» **TASK TO COMPLETE**: Search the records for lines with the word "blue" and copy each match.

[Point-per-instance localization data]
^^^^^^^^

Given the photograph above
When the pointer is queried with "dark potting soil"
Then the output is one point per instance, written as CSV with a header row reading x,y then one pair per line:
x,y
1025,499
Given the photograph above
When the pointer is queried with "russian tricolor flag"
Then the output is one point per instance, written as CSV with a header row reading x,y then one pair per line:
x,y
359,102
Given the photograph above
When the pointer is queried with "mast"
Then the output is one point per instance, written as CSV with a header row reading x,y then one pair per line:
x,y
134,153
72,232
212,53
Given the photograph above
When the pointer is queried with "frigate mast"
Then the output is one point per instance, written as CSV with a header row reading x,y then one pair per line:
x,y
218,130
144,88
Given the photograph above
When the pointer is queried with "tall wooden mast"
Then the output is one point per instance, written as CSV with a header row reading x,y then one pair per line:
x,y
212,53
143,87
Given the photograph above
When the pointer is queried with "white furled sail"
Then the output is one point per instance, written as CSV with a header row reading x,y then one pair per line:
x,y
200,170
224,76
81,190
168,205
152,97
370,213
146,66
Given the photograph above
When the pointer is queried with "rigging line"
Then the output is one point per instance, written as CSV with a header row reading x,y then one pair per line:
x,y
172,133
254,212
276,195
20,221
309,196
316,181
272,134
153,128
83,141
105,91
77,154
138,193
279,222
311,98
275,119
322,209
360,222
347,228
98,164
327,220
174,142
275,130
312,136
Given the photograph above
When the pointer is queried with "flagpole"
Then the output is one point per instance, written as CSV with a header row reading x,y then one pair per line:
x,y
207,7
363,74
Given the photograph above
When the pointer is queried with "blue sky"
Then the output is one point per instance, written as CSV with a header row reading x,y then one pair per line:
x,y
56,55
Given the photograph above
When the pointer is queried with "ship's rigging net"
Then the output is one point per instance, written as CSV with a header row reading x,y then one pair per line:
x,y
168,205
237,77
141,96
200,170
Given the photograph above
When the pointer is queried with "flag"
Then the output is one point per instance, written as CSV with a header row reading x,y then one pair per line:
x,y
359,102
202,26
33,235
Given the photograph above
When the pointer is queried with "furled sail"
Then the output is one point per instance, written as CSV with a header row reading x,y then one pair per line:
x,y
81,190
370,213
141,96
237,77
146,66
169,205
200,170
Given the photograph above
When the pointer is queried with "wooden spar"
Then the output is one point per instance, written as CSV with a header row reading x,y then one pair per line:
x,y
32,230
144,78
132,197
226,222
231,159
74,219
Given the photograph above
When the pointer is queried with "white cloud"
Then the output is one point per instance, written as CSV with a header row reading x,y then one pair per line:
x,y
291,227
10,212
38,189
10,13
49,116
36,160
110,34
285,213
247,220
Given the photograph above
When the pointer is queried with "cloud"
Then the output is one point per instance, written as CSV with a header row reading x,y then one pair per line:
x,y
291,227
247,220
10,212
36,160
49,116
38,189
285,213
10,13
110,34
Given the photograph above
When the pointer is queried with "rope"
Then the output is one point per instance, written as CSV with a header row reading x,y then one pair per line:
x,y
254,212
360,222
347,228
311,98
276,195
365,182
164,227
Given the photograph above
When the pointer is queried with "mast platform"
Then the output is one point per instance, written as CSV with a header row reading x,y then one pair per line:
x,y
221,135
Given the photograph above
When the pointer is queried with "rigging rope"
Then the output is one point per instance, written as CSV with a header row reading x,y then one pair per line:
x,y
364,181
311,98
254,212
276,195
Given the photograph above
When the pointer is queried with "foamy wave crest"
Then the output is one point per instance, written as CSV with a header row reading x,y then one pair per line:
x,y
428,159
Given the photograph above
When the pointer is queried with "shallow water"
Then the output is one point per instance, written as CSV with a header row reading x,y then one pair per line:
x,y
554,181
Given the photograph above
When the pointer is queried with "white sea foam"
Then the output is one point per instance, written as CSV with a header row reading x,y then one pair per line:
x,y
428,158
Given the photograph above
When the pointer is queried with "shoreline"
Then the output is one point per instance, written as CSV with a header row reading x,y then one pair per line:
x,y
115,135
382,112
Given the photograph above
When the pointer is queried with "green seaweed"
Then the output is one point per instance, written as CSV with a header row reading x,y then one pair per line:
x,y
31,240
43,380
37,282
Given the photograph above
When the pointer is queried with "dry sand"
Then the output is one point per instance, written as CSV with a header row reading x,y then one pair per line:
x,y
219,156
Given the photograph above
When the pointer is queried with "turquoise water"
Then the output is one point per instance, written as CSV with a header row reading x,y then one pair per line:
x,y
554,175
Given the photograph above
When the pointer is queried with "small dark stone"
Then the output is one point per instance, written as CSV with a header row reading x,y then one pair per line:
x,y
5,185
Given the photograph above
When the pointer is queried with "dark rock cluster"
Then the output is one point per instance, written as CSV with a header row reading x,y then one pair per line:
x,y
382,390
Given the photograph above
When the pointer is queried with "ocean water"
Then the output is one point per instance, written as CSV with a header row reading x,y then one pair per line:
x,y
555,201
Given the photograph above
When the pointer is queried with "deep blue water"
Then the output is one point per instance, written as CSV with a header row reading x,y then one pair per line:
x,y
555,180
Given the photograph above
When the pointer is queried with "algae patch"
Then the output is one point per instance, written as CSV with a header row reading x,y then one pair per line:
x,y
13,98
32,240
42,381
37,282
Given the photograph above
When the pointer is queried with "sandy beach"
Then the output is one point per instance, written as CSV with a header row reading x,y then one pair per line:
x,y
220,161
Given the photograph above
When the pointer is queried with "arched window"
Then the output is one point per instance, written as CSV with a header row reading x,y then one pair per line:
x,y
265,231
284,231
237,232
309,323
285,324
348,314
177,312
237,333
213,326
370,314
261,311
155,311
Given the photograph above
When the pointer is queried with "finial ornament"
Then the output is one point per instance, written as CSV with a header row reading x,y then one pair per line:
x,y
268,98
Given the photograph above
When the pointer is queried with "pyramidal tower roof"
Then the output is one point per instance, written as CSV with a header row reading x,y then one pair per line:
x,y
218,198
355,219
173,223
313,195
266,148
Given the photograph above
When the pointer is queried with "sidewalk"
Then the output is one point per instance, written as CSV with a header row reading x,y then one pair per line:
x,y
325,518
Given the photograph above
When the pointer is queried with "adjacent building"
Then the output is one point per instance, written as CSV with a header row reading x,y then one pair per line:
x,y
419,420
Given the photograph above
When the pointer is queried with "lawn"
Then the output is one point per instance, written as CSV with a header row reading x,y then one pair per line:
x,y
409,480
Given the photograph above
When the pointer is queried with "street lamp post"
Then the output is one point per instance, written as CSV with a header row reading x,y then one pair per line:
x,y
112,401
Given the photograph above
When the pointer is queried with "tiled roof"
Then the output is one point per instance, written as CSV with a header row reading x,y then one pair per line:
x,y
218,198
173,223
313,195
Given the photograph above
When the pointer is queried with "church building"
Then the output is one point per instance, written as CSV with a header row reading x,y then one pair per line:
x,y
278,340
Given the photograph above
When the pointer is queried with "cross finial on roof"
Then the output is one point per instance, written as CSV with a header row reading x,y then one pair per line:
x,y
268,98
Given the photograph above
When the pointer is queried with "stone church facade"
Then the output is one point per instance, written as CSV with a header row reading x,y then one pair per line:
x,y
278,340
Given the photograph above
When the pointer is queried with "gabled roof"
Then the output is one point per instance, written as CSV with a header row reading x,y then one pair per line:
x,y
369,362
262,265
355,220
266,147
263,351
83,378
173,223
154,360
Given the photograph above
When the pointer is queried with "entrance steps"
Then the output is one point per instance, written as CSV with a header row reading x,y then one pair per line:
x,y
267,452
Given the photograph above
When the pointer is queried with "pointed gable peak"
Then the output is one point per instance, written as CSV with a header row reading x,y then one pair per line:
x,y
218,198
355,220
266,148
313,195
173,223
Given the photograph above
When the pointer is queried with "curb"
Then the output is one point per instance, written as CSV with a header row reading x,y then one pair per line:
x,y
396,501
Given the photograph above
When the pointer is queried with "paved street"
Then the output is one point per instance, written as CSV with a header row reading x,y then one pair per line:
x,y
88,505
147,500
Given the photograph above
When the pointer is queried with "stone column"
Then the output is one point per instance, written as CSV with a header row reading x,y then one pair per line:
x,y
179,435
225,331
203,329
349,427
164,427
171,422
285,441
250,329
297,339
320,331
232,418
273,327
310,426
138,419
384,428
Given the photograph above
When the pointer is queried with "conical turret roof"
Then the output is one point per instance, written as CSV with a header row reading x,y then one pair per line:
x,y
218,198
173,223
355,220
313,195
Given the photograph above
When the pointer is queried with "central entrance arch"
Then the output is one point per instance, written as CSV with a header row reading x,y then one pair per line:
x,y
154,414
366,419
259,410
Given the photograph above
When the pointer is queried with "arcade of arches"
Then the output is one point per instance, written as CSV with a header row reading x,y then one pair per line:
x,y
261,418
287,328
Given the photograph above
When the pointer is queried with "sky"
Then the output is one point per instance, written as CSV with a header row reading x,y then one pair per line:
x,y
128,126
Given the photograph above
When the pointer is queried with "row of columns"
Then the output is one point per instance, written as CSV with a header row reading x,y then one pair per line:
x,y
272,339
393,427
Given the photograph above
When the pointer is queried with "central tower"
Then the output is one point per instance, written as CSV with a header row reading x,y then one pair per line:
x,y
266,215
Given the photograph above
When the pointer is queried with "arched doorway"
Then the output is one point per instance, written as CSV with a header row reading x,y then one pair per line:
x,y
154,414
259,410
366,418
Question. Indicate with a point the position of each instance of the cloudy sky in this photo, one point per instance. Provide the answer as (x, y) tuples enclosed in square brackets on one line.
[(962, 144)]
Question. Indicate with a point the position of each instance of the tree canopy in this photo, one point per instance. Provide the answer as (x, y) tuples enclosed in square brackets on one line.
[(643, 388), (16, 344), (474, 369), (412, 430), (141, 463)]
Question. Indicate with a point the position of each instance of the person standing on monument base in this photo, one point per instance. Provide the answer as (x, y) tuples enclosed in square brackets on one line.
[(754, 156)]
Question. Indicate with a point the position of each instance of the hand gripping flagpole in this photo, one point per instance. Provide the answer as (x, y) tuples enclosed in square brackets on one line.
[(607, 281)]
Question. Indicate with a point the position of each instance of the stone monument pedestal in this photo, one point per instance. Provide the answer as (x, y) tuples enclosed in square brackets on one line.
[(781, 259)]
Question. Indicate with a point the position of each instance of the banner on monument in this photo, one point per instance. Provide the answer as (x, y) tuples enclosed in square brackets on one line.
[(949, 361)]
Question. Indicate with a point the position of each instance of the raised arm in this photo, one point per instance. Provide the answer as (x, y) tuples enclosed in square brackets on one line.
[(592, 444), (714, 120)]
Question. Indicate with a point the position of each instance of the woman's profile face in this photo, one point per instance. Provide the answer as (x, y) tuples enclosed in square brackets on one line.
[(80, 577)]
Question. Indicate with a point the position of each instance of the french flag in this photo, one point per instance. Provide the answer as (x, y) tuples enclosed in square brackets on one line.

^^^^^^^^

» **PROBLEM SOLUTION**:
When the pointer is queried with "blue sky"
When the pointer is queried with "deep blue water"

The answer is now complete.